-- Text start --
# Requirements

In [1]:
#!python --version
#!pip install --upgrade pip
#!pip uninstall keras tensorflow
#!pip install -r ../requirements.txt

# Imports

In [2]:
import torch
import torch.nn as nn
import torch.optim as optim
from torch.optim.lr_scheduler import OneCycleLR
import numpy as np
import json
import os
from tqdm import tqdm
from model import ModelArgs, ImageMamba

from sklearn.metrics import accuracy_score
from model import ImageMamba, ModelArgs
from __future__ import print_function
from data_loader import load_cifar10, get_class_names # For consistent data loading

# Initialization

In [3]:
train_loader, test_loader, X_train, X_test, Y_train, Y_test = load_cifar10(batch_size=64, seed=42)
class_names = get_class_names()

Files already downloaded and verified
Files already downloaded and verified


## CUDA

In [4]:
print(f"Is CUDA available? {torch.cuda.is_available()}")
-- Text end --
*Required actions*:
1. Summarize the notebook in two sentences.
2. Rewrite the code block in the notebook that begins "import torch" as a short bulleted list of what it imports.
3. Reproduce the part of the notebook starting at "from sklearn.metrics import" and ending at "class_names = get_class_names()", word for word.
-- Dataset section start --
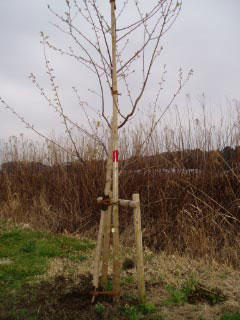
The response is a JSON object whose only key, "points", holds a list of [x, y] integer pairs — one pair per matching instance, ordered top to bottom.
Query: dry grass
{"points": [[191, 212]]}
-- Dataset section end --
*Answers*:
1. The notebook lists commented-out setup commands, imports PyTorch, NumPy, scikit-learn and the ImageMamba and ModelArgs classes, then loads CIFAR-10 with a batch size of 64 and seed 42 and gets the class names, reporting that the files were already downloaded and verified. It ends by printing whether CUDA is available.

2.
- torch, torch.nn as nn, and torch.optim as optim
- OneCycleLR from torch.optim.lr_scheduler
- numpy as np, json, and os
- tqdm from tqdm
- ModelArgs and ImageMamba from model (imported twice)
- accuracy_score from sklearn.metrics
- print_function from __future__
- load_cifar10 and get_class_names from data_loader, for consistent data loading

3.
from sklearn.metrics import accuracy_score
from model import ImageMamba, ModelArgs
from __future__ import print_function
from data_loader import load_cifar10, get_class_names # For consistent data loading

# Initialization

In [3]:
train_loader, test_loader, X_train, X_test, Y_train, Y_test = load_cifar10(batch_size=64, seed=42)
class_names = get_class_names()